## Task objective
Repeat precisely, and only, the lines between the line containing "Note: for every instance of the white sky" and the end of the listing below, both ends included.

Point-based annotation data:

● ● ●

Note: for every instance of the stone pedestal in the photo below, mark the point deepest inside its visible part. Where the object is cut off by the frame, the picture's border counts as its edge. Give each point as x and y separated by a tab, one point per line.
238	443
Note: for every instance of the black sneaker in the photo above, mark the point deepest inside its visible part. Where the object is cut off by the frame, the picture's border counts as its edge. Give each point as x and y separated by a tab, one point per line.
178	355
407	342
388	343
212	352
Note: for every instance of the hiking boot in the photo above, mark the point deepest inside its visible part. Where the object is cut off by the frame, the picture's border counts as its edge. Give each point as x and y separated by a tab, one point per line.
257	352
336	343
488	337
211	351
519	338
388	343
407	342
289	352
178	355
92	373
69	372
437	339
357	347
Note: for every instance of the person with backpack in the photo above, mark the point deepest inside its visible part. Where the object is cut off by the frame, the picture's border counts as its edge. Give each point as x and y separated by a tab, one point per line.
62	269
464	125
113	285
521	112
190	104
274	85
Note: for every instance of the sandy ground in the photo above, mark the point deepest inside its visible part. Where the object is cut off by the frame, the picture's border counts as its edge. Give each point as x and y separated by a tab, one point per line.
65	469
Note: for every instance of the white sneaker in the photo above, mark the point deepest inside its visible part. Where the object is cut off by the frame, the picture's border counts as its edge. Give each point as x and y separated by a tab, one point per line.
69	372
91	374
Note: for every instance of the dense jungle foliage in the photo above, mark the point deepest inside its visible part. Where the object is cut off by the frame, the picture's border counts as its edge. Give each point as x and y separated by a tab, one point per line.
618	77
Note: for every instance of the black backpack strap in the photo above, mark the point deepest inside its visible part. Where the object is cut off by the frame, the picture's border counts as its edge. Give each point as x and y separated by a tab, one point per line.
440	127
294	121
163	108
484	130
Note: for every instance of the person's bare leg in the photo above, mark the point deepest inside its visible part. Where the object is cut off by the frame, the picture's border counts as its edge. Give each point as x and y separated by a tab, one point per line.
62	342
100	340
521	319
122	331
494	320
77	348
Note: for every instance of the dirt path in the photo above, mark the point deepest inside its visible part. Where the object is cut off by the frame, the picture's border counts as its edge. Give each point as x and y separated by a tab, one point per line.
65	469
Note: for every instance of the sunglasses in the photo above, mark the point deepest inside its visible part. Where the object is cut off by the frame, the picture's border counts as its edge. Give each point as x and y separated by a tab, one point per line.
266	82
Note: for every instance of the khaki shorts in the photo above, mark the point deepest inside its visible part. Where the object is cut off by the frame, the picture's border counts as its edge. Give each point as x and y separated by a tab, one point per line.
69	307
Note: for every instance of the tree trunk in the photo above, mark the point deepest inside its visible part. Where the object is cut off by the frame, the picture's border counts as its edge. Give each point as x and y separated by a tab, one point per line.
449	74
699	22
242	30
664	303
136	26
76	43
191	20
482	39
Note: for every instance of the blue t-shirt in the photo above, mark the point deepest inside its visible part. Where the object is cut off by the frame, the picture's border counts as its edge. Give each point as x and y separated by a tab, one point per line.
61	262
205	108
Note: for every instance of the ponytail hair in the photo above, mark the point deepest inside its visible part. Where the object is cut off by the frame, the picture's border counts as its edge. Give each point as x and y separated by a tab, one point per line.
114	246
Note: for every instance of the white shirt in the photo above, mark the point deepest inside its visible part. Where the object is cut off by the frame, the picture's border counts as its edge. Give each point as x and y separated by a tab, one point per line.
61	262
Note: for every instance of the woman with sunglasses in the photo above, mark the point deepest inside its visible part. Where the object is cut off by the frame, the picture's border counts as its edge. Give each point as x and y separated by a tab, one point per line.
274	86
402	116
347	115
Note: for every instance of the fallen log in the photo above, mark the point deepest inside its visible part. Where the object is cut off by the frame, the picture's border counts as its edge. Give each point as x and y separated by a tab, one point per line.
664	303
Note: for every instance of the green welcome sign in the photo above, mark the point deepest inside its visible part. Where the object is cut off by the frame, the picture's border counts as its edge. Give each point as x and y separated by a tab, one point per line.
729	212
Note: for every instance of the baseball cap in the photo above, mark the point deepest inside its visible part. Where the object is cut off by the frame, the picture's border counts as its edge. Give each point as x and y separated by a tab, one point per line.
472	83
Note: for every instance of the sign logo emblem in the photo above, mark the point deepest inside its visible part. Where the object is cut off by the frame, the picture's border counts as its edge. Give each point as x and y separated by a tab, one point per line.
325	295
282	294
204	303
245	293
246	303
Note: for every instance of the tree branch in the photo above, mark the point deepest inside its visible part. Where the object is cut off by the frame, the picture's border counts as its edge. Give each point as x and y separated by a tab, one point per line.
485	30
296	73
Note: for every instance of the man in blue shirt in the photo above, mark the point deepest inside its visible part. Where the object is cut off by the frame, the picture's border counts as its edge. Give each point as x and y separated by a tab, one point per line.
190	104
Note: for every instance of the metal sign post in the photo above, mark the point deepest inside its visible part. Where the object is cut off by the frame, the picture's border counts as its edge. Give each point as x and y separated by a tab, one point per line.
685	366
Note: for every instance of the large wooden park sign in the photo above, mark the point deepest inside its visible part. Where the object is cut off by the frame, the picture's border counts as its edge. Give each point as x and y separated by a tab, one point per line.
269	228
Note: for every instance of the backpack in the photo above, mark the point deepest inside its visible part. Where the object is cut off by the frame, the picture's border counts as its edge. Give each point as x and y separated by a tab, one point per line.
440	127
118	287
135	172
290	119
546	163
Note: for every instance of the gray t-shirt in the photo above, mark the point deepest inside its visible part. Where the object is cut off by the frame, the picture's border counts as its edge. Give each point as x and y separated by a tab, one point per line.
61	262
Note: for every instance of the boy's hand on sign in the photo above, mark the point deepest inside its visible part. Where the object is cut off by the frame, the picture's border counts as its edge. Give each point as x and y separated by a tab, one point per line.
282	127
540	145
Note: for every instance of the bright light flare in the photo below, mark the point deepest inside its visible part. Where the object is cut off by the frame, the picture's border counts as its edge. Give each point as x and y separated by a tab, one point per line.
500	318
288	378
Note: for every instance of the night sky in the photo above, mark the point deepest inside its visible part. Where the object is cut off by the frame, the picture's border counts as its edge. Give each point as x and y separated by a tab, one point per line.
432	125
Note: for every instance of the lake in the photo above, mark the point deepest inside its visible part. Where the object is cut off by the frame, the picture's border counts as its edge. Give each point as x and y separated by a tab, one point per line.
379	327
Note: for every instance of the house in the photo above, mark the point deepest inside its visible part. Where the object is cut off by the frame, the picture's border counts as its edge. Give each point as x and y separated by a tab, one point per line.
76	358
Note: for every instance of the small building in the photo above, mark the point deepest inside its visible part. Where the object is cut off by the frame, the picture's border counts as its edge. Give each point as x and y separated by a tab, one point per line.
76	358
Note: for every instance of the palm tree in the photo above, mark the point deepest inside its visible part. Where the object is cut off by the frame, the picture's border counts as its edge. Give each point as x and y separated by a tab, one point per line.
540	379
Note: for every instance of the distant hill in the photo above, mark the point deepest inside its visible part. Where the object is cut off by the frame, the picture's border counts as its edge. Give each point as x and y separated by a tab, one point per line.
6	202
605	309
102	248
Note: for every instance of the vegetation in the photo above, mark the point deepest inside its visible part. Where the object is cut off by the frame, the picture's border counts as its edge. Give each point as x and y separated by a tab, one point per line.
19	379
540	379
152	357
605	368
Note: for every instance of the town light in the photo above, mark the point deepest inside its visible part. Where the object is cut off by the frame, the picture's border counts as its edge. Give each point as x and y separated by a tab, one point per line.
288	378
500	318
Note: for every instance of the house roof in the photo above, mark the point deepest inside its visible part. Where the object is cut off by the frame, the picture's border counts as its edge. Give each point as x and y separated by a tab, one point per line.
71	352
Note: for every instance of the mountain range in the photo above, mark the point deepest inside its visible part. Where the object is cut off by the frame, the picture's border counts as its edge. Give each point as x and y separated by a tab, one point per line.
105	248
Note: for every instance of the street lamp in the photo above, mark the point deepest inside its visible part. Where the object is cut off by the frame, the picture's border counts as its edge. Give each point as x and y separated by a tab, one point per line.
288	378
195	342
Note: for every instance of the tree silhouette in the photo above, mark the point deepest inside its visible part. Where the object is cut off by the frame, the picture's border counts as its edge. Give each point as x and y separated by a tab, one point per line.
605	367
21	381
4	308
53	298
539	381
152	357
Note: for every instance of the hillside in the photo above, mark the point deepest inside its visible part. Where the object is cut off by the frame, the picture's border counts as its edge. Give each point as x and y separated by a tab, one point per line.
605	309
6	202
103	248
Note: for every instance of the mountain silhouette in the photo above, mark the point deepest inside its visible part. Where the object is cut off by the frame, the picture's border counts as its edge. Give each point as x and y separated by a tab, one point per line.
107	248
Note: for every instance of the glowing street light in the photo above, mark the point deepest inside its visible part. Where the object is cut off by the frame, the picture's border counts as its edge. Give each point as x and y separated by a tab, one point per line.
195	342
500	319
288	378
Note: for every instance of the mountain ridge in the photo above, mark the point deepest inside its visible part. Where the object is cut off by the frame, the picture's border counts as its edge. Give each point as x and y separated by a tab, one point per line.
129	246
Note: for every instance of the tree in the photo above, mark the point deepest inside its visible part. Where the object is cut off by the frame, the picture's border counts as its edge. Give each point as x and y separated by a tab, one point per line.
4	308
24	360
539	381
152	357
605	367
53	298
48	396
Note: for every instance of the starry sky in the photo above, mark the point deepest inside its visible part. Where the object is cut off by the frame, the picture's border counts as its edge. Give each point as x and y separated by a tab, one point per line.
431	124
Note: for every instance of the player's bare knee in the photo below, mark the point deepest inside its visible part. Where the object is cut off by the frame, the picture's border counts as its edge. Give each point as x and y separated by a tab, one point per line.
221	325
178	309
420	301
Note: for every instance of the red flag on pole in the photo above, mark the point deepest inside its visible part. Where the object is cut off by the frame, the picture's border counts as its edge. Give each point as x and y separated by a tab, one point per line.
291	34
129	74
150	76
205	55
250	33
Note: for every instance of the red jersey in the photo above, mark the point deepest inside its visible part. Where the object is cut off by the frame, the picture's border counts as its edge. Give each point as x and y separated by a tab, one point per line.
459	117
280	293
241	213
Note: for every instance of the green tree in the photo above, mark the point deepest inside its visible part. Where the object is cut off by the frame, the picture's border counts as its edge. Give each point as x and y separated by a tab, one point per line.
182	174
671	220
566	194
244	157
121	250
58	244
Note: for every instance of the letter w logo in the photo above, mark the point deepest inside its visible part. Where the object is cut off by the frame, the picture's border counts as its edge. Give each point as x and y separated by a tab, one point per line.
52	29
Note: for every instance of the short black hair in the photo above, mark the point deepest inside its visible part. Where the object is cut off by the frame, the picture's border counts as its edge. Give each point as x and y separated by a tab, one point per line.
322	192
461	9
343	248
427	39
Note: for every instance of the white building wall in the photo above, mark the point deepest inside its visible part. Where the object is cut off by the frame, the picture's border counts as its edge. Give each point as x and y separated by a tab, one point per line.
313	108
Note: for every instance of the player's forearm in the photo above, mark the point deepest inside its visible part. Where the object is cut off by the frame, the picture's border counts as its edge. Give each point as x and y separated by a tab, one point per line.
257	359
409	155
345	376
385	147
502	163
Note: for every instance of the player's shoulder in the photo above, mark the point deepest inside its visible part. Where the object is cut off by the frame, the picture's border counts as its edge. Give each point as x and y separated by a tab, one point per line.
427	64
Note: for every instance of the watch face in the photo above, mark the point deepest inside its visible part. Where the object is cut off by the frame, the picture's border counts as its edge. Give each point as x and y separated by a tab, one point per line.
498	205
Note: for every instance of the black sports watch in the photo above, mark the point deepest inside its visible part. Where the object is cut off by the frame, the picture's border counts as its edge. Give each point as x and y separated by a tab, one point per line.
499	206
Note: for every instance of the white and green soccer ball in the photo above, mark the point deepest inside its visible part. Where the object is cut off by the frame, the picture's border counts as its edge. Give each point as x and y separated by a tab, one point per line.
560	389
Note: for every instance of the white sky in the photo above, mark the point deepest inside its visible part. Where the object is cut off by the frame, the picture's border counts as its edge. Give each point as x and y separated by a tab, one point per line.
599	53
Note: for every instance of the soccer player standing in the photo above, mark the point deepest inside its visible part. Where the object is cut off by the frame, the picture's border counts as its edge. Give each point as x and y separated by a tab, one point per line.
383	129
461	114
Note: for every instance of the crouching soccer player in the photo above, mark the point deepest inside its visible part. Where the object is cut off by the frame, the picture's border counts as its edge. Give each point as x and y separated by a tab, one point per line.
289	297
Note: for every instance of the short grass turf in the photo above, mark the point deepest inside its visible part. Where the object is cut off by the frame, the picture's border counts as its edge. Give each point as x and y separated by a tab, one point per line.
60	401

● ● ●

## Reply to the task
Note: for every instance of the white sky in the photo above, mark the point deepest inside its visible part. Where the object is cut off by the frame, the picture's border counts as its edge. Give each point as x and y separated by a tab, one point per line.
599	53
Note: for every instance of the soccer player standing in the photo above, mark the point deepest inside its visible part. Where the object is cut off by the frame, the picture's border counts as its edge. Give each point as x and y separated by a tab, one point per line.
383	129
461	114
Note: for every instance of the crouching soccer player in the photo above, mark the point deepest inside its visible part. Where the object is cut off by the frame, the picture's border counts as its edge. Give each point as x and y separated by a tab, one point per line.
289	297
Note: for every instance of the short grass turf in the photo above, mark the point deepest inside its visible part. Where the object is cut off by the frame, the picture's border counts as its edge. Give each point as x and y separated by a tab, one point per line.
60	401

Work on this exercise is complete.